─── SOURCE DATA ───
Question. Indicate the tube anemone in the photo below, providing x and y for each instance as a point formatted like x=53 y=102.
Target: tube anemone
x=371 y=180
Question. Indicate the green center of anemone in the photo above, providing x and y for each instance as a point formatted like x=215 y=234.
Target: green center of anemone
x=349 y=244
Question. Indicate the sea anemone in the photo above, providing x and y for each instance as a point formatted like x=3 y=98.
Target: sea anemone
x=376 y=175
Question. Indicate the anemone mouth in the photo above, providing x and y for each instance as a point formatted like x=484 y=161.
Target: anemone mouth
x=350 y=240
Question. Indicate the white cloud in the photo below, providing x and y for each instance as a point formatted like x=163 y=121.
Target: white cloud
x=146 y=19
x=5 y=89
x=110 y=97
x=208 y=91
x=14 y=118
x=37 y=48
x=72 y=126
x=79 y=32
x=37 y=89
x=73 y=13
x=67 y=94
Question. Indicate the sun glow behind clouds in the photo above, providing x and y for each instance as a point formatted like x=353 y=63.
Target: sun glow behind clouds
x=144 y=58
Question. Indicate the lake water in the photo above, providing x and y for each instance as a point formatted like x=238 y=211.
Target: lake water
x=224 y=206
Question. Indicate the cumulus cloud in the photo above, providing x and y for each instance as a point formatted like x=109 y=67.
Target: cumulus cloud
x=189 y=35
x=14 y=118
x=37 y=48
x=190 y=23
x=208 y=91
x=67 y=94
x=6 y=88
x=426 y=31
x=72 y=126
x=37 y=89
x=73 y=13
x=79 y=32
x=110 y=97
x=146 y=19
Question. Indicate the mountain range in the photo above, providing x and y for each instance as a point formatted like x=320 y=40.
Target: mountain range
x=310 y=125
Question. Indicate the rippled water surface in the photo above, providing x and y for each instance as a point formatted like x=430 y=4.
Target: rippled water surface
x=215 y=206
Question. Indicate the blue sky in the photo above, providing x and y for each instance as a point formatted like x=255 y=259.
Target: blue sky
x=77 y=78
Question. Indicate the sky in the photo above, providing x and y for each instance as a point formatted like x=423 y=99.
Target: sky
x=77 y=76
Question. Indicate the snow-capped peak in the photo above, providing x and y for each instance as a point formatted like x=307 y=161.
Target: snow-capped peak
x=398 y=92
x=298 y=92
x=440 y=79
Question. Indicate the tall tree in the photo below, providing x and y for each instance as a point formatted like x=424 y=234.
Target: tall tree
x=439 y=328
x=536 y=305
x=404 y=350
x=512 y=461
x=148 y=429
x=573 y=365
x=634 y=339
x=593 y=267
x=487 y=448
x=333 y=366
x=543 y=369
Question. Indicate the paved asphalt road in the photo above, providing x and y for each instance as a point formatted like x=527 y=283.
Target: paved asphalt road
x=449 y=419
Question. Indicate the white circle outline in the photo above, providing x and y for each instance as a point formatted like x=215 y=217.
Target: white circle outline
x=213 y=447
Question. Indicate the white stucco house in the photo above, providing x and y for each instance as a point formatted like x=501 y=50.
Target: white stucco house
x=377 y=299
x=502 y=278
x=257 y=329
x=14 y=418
───
─── SOURCE DATA ───
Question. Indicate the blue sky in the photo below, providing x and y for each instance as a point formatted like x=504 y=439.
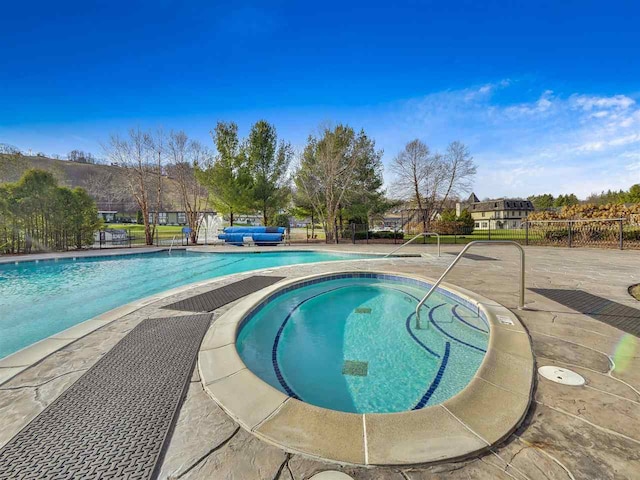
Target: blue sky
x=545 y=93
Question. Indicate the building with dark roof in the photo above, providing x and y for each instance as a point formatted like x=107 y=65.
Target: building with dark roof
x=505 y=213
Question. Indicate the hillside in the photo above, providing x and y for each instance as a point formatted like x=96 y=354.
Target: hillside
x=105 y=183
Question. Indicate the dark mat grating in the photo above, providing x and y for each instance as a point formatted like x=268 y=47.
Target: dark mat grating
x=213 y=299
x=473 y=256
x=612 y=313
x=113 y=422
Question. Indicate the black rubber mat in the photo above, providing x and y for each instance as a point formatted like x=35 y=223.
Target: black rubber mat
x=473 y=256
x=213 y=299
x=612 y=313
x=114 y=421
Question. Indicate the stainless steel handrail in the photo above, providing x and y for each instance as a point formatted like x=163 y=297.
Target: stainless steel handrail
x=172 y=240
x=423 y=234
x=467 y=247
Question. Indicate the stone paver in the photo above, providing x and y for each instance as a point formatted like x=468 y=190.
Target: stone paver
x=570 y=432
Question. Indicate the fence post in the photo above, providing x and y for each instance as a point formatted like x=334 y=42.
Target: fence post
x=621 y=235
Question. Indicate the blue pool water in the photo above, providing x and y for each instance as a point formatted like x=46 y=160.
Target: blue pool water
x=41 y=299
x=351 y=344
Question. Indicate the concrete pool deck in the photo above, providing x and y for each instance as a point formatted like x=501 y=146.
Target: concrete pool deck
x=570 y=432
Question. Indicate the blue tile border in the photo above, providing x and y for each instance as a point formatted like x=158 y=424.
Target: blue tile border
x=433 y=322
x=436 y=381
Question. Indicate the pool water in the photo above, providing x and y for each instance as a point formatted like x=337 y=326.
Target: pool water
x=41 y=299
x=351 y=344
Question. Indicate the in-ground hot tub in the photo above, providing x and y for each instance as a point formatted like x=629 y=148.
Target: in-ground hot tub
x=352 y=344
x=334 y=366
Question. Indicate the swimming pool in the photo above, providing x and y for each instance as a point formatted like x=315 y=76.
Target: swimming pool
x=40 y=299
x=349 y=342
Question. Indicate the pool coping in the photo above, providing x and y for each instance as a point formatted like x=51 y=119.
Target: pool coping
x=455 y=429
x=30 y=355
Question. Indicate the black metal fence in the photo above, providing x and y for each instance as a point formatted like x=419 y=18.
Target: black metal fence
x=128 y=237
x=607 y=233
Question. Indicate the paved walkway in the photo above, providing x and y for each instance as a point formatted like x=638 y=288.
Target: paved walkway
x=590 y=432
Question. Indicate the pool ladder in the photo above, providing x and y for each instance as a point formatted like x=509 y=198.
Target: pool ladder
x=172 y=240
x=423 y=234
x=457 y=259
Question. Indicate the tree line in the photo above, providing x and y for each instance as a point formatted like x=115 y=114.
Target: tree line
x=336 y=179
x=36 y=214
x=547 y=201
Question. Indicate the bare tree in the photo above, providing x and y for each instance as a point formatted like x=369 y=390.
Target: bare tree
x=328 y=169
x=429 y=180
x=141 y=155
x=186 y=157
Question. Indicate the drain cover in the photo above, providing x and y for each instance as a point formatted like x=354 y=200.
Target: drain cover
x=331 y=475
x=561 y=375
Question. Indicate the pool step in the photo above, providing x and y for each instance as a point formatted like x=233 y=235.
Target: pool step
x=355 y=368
───
─── SOURCE DATA ───
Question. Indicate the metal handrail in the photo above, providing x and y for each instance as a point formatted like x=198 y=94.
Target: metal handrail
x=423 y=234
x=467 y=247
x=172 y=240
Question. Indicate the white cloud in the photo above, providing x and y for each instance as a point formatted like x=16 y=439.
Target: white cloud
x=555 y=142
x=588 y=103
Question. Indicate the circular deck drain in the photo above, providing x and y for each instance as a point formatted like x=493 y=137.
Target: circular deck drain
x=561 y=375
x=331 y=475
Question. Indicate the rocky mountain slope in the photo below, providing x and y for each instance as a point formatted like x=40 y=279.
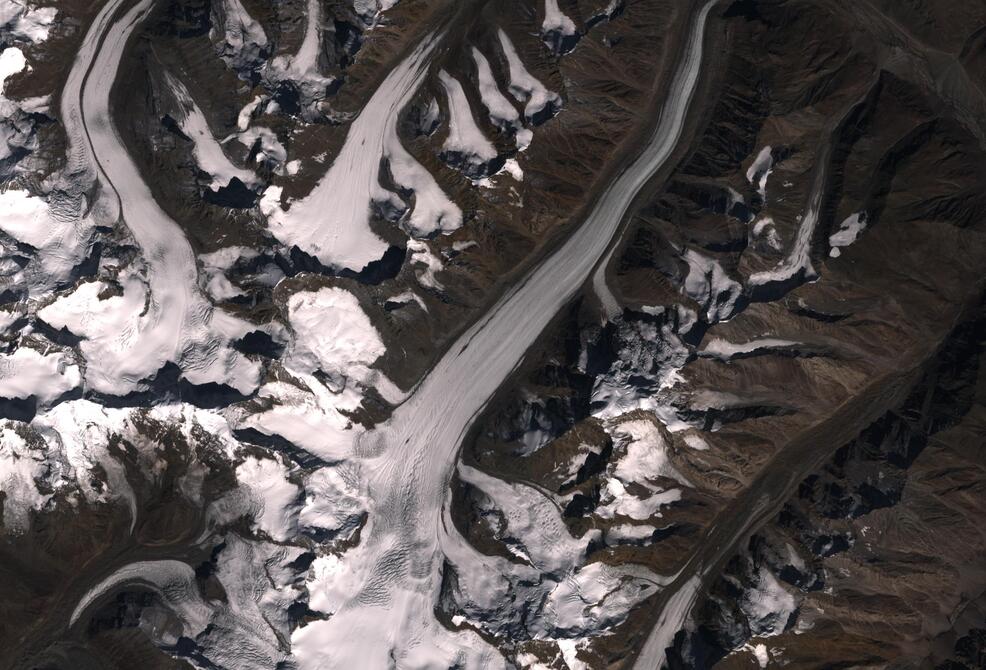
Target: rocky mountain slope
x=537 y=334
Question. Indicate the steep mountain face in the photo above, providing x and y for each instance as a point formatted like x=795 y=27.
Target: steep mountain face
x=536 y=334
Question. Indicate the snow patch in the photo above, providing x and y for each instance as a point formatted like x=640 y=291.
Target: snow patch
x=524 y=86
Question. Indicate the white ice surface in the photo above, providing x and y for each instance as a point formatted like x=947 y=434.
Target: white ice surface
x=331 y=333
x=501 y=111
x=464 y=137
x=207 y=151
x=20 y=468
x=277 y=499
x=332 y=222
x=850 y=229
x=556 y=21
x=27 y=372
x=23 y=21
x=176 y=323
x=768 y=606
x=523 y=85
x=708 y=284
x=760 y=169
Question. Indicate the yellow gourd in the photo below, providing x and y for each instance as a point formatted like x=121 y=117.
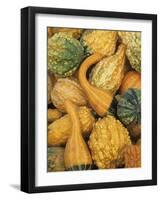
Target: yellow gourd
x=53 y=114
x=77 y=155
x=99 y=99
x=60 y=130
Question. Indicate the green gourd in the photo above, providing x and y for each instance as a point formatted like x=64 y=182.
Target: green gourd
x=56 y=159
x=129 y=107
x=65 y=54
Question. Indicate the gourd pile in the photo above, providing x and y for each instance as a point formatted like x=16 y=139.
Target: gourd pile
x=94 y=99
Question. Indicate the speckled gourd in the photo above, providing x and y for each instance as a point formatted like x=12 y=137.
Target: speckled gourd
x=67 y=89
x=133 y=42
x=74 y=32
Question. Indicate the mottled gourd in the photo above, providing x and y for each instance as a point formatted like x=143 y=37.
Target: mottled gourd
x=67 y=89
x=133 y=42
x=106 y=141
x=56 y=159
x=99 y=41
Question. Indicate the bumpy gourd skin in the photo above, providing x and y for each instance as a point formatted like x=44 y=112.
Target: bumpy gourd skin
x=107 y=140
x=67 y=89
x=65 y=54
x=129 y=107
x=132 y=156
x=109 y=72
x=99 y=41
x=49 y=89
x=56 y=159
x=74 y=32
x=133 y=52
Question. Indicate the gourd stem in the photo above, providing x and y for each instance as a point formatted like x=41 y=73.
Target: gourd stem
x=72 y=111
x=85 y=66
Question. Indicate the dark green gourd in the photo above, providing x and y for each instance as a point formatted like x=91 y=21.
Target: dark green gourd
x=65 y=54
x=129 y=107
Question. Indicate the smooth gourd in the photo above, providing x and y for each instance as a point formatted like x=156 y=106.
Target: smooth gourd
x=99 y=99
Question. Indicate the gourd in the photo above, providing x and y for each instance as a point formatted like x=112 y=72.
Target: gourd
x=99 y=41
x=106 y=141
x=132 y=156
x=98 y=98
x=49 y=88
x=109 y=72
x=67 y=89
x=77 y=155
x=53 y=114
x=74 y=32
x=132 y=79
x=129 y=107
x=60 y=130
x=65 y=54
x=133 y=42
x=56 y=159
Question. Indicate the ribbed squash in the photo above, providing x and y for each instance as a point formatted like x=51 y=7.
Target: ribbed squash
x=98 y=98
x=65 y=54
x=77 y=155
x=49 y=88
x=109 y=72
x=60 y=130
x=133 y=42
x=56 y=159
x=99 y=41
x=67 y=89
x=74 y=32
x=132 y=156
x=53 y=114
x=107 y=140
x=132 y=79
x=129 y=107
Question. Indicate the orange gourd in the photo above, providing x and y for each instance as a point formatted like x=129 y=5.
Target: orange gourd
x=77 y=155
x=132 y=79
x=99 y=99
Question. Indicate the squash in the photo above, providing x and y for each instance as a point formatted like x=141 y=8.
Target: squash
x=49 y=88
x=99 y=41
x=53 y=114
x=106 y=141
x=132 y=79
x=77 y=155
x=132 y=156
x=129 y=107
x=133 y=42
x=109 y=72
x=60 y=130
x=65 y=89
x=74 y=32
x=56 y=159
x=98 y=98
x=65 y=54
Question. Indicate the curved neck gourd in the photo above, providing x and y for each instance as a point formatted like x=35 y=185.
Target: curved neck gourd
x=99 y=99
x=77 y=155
───
TASK INSTRUCTIONS:
State how many lines in the data above include the string "tube". Give only the number.

OUTPUT OF THE EXERCISE:
2